Referring expression pointing data

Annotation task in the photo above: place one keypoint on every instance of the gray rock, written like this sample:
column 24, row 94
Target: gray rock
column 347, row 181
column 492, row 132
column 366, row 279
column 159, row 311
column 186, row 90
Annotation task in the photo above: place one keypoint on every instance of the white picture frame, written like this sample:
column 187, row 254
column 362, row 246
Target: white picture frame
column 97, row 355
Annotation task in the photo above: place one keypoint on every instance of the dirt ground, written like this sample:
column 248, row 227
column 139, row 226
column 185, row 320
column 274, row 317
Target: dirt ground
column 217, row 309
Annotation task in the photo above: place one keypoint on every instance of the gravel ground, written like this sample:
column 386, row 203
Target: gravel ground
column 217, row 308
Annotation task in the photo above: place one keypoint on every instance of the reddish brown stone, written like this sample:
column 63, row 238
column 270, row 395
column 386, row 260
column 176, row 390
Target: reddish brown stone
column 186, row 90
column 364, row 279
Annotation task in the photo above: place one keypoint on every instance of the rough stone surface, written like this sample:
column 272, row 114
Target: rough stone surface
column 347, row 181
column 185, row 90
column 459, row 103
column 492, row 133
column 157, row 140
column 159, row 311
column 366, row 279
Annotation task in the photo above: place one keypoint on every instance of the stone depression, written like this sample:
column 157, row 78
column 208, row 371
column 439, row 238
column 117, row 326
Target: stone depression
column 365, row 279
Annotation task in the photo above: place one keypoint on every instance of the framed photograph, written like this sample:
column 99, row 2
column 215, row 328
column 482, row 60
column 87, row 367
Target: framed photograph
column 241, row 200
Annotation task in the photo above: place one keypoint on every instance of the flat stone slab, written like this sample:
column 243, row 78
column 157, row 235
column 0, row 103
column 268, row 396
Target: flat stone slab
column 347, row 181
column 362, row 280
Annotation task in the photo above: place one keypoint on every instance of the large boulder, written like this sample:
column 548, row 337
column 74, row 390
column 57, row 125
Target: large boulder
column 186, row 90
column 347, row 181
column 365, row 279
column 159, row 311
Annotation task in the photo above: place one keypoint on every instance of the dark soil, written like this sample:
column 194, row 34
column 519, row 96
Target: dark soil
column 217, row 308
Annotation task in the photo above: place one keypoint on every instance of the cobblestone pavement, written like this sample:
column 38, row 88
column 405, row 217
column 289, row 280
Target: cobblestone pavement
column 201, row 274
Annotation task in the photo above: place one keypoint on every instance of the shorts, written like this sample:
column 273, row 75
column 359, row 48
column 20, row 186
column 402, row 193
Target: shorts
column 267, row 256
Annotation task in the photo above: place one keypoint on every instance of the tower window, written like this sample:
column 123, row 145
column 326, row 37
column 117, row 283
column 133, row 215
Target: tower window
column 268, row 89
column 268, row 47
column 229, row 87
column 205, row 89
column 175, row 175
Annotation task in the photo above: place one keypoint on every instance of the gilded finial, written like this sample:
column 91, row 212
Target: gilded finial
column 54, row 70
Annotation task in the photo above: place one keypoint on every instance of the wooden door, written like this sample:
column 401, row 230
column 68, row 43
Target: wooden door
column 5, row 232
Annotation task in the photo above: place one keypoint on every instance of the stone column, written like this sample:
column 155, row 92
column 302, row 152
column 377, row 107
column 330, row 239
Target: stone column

→ **WORK TO COMPLETE**: Give back all of the data exactly, with every line intact.

→ **SOLUTION TO THE EXERCISE**:
Annotation task in the photo above: place one keypoint on every instance of the gray rock, written like this sample:
column 24, row 94
Target: gray rock
column 347, row 181
column 492, row 132
column 366, row 279
column 159, row 311
column 186, row 90
Annotation task in the photo above: place one keypoint on every instance of the white picture frame, written like this sample:
column 187, row 254
column 362, row 246
Target: white picture frame
column 97, row 355
Annotation task in the photo above: place one keypoint on every instance of the dirt ground, written like this sample:
column 248, row 227
column 139, row 226
column 185, row 320
column 274, row 317
Target: dirt ground
column 217, row 309
Annotation task in the photo above: place one keypoint on every instance of the gravel ground, written like this sample:
column 386, row 203
Target: gravel ground
column 217, row 308
Annotation task in the photo above: place one keypoint on every instance of the reddish brown stone, written like this sample:
column 63, row 238
column 270, row 395
column 386, row 260
column 176, row 390
Target: reddish brown stone
column 186, row 90
column 364, row 279
Annotation task in the photo above: place one keypoint on every instance of the rough stone surface, written like this sample:
column 272, row 114
Target: rough stone surface
column 347, row 181
column 185, row 90
column 459, row 103
column 492, row 133
column 157, row 140
column 159, row 311
column 366, row 279
Annotation task in the photo above: place one keypoint on every instance of the stone depression, written like this sample:
column 157, row 78
column 208, row 371
column 439, row 238
column 117, row 326
Target: stone depression
column 365, row 279
Annotation task in the photo above: place one keypoint on every instance of the framed photograph, written like this sample:
column 99, row 2
column 215, row 328
column 482, row 60
column 87, row 367
Target: framed photograph
column 241, row 200
Annotation task in the photo above: place one keypoint on every instance of the flat stone slab, written like this sample:
column 243, row 78
column 157, row 235
column 0, row 103
column 268, row 396
Target: flat stone slab
column 347, row 181
column 362, row 280
Annotation task in the photo above: place one keypoint on every instance of the large boulder, written like this sample:
column 548, row 337
column 74, row 390
column 57, row 125
Target: large boulder
column 186, row 90
column 347, row 181
column 365, row 279
column 159, row 311
Annotation task in the photo above: place one keypoint on every instance of the dark soil, written like this sample:
column 194, row 34
column 519, row 96
Target: dark soil
column 217, row 308
Annotation task in the photo above: place one keypoint on every instance of the cobblestone pavement, written like this sample:
column 38, row 88
column 405, row 217
column 289, row 280
Target: cobblestone pavement
column 201, row 274
Annotation task in the photo above: place one keypoint on every instance of the shorts, written like this sample:
column 273, row 75
column 359, row 48
column 20, row 186
column 402, row 193
Target: shorts
column 267, row 256
Annotation task in the photo above: place one keypoint on every instance of the tower window, written like this sample:
column 123, row 145
column 326, row 37
column 117, row 283
column 133, row 215
Target: tower window
column 268, row 89
column 268, row 47
column 229, row 87
column 205, row 89
column 175, row 175
Annotation task in the photo above: place one keypoint on every instance of the gilded finial, written like this sample:
column 91, row 212
Target: gilded finial
column 54, row 70
Annotation task in the photo above: place one keypoint on every instance of the wooden door, written like this sample:
column 401, row 230
column 68, row 43
Target: wooden door
column 5, row 232
Annotation task in the photo above: place one keypoint on every instance of the stone column, written like this sample:
column 155, row 92
column 302, row 152
column 377, row 107
column 330, row 239
Target: stone column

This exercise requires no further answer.